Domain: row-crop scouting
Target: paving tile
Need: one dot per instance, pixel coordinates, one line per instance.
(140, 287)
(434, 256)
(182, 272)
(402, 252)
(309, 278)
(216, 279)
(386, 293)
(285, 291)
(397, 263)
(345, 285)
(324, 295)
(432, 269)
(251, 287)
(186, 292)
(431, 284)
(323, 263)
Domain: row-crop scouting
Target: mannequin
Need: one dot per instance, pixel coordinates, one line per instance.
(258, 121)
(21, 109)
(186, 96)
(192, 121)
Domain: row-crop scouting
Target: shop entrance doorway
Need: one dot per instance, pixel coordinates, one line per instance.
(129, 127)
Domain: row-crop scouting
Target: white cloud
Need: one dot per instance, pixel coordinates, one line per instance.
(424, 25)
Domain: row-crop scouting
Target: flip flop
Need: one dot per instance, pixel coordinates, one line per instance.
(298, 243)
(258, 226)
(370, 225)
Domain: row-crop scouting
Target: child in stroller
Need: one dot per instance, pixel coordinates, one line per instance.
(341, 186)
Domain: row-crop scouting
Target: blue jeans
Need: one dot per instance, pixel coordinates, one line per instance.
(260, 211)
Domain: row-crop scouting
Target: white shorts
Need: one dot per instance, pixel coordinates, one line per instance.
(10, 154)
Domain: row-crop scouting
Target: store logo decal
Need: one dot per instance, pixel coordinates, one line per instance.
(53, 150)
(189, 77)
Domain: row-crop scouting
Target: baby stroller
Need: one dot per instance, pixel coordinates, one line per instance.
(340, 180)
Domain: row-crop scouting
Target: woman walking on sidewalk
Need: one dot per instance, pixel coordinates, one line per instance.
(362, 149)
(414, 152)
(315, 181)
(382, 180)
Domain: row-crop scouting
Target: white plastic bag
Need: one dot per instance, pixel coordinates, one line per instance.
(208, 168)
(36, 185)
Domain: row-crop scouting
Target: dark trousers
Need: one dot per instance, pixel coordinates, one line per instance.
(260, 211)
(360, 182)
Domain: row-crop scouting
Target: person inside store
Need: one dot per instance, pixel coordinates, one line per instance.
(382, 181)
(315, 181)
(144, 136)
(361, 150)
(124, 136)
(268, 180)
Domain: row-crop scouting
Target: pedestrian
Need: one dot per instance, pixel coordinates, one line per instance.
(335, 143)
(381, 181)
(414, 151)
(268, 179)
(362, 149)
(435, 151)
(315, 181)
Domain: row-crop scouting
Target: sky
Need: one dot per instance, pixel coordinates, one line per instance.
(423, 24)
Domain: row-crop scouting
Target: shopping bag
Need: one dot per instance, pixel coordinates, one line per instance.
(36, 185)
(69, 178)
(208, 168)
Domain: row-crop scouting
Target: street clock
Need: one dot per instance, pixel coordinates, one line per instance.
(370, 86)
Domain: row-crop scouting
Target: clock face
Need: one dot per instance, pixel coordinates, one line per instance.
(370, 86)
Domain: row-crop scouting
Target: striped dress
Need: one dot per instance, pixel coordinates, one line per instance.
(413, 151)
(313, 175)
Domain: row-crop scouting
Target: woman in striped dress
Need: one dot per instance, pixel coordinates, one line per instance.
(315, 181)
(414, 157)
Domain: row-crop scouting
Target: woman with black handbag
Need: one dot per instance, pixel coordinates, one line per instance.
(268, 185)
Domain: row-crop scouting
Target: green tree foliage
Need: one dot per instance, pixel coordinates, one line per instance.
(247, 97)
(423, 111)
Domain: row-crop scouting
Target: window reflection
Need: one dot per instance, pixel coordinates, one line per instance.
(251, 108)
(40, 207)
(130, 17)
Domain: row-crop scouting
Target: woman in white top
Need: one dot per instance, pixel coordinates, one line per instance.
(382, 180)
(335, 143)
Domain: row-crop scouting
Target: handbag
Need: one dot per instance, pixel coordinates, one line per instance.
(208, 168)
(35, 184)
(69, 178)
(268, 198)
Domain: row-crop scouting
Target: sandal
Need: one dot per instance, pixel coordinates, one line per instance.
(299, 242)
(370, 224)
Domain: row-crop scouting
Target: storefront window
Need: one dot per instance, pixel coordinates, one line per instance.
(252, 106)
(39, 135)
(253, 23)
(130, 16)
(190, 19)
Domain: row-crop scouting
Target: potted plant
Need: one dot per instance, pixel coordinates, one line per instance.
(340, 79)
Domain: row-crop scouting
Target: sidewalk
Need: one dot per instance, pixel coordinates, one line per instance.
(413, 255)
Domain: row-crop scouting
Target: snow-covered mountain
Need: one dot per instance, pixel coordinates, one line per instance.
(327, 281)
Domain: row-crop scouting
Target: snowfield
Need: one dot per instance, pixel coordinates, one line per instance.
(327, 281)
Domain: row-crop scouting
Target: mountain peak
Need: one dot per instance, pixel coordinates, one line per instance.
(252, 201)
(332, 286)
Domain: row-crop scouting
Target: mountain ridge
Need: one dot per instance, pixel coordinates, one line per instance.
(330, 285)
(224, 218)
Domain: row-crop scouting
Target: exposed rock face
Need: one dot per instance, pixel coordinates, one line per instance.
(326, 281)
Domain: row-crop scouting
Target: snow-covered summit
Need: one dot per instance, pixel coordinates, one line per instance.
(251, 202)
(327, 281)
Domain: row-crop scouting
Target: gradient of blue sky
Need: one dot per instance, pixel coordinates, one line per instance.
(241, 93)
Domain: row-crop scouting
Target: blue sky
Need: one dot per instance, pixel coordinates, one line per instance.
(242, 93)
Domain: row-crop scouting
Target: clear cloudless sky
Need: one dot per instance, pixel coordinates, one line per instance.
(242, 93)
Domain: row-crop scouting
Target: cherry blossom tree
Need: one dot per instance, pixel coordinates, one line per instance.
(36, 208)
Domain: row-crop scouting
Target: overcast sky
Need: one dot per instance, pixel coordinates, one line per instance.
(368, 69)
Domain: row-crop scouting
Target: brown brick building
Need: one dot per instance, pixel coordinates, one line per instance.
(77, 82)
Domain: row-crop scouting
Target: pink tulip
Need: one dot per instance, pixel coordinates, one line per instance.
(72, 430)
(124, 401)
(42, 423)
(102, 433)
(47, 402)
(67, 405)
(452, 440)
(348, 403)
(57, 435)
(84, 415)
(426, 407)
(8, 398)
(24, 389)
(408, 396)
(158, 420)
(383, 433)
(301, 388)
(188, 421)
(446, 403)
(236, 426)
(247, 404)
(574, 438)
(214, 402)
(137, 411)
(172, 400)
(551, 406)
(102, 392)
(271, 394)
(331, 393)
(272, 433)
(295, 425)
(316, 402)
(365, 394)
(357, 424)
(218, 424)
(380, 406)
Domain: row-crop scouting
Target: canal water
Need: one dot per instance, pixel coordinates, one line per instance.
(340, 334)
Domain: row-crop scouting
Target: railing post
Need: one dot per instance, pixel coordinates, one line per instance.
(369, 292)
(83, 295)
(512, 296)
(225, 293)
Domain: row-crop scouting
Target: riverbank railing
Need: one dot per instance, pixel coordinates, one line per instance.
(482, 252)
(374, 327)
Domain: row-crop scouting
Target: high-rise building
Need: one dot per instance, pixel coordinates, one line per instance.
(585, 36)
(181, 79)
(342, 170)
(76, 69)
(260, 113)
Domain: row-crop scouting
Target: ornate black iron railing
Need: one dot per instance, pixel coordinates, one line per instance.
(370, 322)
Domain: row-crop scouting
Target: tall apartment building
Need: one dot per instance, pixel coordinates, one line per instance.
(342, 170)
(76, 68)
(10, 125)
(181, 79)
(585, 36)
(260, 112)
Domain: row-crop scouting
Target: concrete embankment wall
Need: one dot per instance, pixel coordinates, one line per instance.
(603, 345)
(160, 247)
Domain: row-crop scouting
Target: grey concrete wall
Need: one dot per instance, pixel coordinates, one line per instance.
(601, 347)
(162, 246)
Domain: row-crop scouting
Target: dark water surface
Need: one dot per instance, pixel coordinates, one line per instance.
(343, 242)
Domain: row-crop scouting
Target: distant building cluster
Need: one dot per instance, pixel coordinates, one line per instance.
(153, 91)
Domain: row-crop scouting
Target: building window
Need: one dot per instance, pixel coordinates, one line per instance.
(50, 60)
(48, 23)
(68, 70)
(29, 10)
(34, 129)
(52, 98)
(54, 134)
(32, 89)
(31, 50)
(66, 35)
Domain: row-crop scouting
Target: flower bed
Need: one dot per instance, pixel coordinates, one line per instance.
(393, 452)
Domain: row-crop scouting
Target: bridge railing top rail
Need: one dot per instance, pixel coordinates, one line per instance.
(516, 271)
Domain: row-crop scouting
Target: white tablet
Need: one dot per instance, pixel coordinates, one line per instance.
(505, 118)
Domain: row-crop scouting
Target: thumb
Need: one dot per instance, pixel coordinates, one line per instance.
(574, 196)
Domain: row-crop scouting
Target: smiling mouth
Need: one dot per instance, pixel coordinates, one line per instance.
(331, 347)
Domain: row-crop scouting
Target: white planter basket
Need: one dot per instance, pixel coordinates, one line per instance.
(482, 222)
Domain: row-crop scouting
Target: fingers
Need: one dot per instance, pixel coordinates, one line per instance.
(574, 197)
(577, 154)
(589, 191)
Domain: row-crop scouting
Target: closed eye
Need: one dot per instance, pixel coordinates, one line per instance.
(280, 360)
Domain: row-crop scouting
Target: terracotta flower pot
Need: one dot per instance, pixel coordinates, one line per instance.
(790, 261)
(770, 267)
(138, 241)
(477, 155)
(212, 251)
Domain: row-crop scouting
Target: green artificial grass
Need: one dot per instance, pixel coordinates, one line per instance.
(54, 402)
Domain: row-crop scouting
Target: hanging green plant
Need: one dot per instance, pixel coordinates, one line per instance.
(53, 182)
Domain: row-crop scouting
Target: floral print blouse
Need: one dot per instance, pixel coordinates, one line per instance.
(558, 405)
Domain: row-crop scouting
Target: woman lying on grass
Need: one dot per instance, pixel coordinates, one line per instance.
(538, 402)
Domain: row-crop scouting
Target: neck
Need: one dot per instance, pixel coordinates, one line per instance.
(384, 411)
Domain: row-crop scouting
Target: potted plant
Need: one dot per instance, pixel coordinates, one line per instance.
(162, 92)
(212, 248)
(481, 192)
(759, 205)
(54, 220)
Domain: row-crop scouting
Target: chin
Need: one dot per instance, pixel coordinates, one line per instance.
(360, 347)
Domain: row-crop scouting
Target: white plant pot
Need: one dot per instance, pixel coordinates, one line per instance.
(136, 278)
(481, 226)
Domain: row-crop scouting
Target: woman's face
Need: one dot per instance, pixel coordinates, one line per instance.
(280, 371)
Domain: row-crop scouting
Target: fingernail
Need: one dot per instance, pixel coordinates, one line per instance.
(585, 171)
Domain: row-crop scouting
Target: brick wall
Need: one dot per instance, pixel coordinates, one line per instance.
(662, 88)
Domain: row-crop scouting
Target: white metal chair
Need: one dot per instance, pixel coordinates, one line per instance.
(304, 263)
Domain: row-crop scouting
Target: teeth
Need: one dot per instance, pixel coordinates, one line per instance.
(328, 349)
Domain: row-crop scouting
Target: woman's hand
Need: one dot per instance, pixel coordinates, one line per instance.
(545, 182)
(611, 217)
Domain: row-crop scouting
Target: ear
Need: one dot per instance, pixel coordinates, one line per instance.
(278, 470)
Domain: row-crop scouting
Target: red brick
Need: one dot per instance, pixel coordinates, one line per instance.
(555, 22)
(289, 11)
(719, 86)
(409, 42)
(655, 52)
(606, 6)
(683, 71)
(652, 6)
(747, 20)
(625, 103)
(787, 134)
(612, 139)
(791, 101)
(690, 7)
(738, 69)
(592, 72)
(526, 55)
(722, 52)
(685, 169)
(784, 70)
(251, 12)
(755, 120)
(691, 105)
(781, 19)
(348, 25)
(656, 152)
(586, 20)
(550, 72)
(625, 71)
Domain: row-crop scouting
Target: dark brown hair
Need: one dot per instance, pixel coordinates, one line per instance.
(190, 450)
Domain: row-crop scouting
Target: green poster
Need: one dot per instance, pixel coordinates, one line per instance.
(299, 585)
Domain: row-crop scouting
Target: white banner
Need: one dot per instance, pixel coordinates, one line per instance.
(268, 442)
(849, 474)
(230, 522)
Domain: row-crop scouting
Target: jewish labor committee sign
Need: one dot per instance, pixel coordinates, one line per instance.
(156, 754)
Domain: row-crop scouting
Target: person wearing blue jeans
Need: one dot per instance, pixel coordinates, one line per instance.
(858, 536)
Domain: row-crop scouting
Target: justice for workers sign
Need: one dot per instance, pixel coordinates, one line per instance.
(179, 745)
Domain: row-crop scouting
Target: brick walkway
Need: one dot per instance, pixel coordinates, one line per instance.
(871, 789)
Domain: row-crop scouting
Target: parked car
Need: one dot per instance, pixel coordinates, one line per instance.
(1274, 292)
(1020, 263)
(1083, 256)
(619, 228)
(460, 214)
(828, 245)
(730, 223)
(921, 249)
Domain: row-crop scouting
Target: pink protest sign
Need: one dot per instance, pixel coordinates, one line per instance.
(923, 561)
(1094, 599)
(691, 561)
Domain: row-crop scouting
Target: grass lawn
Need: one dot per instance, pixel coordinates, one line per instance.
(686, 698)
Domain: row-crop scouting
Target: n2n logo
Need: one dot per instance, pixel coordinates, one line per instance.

- - - -

- **Required work**: When a line in the records above contains the word "white", copy it.

- **Reply**:
Target: white cloud
Target: white shorts
Target: white plastic bag
Target: woman in white top
Target: white tablet
Target: white planter basket
Target: white plant pot
Target: white metal chair
Target: white banner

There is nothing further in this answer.